## Task
Rescale the entries below from the line containing "Would you mind marking the triangular" through the end of the entries by rewriting those lines in full, requests included, with every coordinate in the answers multiplied by 1.95 and rounded to a whole number, halves rounded up. Give only those lines.

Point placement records
※

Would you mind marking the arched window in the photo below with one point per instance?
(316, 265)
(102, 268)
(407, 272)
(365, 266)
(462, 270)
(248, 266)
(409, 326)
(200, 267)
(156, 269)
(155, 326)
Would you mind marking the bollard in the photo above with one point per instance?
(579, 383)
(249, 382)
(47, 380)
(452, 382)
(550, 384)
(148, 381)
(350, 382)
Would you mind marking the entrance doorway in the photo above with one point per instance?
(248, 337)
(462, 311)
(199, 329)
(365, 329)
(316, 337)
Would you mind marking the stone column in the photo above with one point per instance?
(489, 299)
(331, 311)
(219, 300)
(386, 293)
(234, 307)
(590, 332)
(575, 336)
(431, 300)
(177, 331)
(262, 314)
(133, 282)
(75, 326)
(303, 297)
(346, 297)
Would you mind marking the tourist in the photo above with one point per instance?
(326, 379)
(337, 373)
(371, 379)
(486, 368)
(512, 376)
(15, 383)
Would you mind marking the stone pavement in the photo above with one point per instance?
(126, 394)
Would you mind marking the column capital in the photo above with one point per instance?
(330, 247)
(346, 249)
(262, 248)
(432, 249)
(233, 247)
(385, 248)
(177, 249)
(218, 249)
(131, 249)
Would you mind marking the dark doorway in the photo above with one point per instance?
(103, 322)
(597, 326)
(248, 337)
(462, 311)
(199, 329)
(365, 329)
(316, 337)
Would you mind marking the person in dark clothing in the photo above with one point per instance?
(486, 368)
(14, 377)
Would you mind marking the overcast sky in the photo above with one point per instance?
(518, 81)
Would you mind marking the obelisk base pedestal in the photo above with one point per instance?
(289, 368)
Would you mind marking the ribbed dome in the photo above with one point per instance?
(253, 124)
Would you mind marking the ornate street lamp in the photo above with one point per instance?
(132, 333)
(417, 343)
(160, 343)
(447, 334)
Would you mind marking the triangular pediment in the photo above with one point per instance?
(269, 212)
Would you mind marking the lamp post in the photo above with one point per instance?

※

## Solution to this exercise
Would you mind marking the triangular pediment in the photo above with one point per instance?
(525, 413)
Would you mind marking the lamp post in the photo above with one point per instance?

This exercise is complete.